Tarefas =>
**1)** Extraia do texto sobre as missões jesuíticas, sem nenhuma alteração, a parte que vai de "Um por de sol" até "Patrimônio da Humanidade.", incluindo ambos os extremos.
**2)** Prolongue o texto sobre as missões jesuíticas no Brasil, começando logo após a última frase apresentada.

Trecho citado =>
Missões Jesuíticas no Brasil. São Miguel Arcanjo.


As atividades missionárias dos padres jesuítas foram chamadas de reduções ou missões. A redução, segundo Eduardo Neumann, em seu livro O Trabalho Guarani Missioneiro no Rio da Prata Colonial, tem o significado de "reduzir, diminuir - ou ainda no sentido missionário de reconduzir a um local era facilmente compreendida de modo pejorativo. Sem dúvida o princípio geral da redução foi o de congregar em povoados várias parcialidades indígenas. A redução foi a maneira (método) de empreender a Missão". Estes 'aldeamentos' ou 'redutos' tinham em média, entre três e sete mil habitantes.
Um por de sol em São Borja, a primeira redução dos sete povos das missões.

Na redução se formavam os chamados cabildos, que nos dão a ideia atual do município. Sua organização era a mais autônoma possível. Dois ou três padres orientavam e supervisionavam os trabalhos. As missões representaram um salto cultural e organizacional extraordinário. Além da conquista espiritual a defesa contra o ataque dos bandeirantes era o outro grande motivo deste empreendimento que somou fé, socialismo e utopia. Pode-se dizer que havia respeito às diferenças culturais, o que proporcionou grande enriquecimento cultural. Os guaranis eram muito habilidosos e dotados de extrema musicalidade. A região, ainda hoje é terra de músicos.
As imponentes ruína de São Miguel. Patrimônio da Humanidade.

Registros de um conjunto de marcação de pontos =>
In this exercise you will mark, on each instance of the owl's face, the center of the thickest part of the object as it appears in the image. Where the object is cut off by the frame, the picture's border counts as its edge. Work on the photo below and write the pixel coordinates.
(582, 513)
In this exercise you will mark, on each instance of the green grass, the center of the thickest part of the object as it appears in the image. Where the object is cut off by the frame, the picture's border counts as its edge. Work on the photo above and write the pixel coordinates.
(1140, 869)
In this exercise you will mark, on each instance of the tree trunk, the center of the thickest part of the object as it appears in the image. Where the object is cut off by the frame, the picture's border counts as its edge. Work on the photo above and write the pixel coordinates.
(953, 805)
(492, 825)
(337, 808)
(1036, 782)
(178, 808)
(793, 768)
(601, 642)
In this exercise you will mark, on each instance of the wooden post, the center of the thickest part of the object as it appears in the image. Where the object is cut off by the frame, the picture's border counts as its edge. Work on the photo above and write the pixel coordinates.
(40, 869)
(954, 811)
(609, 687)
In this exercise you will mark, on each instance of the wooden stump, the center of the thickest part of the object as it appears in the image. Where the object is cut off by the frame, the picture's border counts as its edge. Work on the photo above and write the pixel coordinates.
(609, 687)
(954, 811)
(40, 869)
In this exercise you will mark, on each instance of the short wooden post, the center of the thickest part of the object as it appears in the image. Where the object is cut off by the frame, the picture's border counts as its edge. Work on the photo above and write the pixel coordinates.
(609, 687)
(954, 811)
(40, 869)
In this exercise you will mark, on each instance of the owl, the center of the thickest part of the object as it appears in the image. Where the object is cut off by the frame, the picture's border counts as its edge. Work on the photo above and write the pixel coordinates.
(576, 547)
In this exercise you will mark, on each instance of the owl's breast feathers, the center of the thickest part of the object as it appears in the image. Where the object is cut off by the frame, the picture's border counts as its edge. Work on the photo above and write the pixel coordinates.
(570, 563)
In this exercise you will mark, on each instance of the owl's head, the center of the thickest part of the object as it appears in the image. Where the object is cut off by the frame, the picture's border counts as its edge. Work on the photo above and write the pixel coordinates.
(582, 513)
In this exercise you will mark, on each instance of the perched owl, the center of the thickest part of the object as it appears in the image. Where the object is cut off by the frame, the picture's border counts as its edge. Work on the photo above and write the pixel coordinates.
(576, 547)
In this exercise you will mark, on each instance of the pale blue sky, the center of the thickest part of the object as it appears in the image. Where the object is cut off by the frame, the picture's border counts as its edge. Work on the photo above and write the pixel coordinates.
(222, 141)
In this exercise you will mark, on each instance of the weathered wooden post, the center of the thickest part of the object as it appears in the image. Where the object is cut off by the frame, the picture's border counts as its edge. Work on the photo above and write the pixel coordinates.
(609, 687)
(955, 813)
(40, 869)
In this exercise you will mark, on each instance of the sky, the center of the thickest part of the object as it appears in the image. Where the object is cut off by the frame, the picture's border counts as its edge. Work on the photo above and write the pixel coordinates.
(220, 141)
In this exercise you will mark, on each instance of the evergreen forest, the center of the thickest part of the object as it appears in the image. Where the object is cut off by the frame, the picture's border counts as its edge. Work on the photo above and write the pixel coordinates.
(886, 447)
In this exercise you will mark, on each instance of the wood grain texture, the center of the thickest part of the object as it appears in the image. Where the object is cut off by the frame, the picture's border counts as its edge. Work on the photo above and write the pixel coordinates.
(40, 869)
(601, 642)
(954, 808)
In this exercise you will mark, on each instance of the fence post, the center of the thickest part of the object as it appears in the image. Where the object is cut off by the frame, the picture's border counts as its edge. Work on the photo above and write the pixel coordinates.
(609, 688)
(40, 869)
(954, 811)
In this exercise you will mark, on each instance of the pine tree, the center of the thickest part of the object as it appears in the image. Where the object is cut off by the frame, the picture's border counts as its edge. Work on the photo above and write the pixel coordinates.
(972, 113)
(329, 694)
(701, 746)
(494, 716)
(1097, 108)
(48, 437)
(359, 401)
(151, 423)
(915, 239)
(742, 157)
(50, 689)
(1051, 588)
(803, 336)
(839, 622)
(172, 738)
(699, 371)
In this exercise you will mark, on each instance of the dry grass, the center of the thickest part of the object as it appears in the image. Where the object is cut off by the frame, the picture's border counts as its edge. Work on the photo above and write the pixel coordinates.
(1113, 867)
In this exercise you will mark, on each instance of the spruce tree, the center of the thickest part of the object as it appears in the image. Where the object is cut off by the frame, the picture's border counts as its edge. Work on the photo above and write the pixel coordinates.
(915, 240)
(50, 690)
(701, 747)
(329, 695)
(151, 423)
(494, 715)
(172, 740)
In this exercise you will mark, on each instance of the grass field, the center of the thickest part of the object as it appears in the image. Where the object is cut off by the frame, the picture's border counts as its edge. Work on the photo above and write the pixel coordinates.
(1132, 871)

Respostas por tarefa =>
**1)**
Um por de sol em São Borja, a primeira redução dos sete povos das missões.

Na redução se formavam os chamados cabildos, que nos dão a ideia atual do município. Sua organização era a mais autônoma possível. Dois ou três padres orientavam e supervisionavam os trabalhos. As missões representaram um salto cultural e organizacional extraordinário. Além da conquista espiritual a defesa contra o ataque dos bandeirantes era o outro grande motivo deste empreendimento que somou fé, socialismo e utopia. Pode-se dizer que havia respeito às diferenças culturais, o que proporcionou grande enriquecimento cultural. Os guaranis eram muito habilidosos e dotados de extrema musicalidade. A região, ainda hoje é terra de músicos.
As imponentes ruína de São Miguel. Patrimônio da Humanidade.

**2)**
No Brasil, e especificamente no Rio Grande do Sul, houve sete povos, ou sete reduções. A saber: São Nicolau do Piratini, São Francisco de Borja, São Luiz Gonzaga, São Miguel Arcanjo, São Lourenço Mártir, São João Batista e Santo Ângelo Custódio. Ruínas conservadas existem apenas em São Miguel. Elas integram o Patrimônio da Humanidade. São Miguel é também a que tem melhor infraestrutura turística, entre todas as missões, incluindo as do Paraguai e da Argentina.

A preocupação com a preservação começou nos anos 1940 e contou com os trabalhos do arquiteto Lúcio Costa. Na entrada você é convidado a assistir um vídeo que foi muito bem produzido. Logo na entrada da praça está o museu que tem um belo acervo de imagens barrocas, extremamente bem conservadas, como também diferentes utensílios, que nos dão uma mostra da habilidade dos artesãos guaranis. A praça e a igreja são enormes e impressionam. Encontramos aí também o campanário mais bem conservado. Chama atenção a sua imponência. À noite é oferecido um espetáculo de som e de luzes. Não permanecemos para assisti-lo.
A cruz de Lorena. Dois braços. Fé em dobro.

Também chama a atenção, tanto em São Miguel, quanto em toda a região missioneira a existência da cruz de Lorena, que tem como principal característica os seus dois braços, que simbolizam a fé em dobro. Existem lojas de artesanato, retratando as ruínas e a famosa cruz. Numa das lojas existe também uma livraria temática, que creio eu, possui para a venda algo em torno de 20 diferentes títulos. Você encontra aí livros que dificilmente são encontrados nas livrarias tradicionais. Também os descendentes guaranis estão por aí para vender o seu artesanato. E para revigorar os ânimos, você também encontra a Seiva Missioneira, uma cachaça produzida na cidade que leva o nome da maior das batalhas da guerra guaranítica, Caibaté.
Ainda a imponência das ruínas de São Miguel.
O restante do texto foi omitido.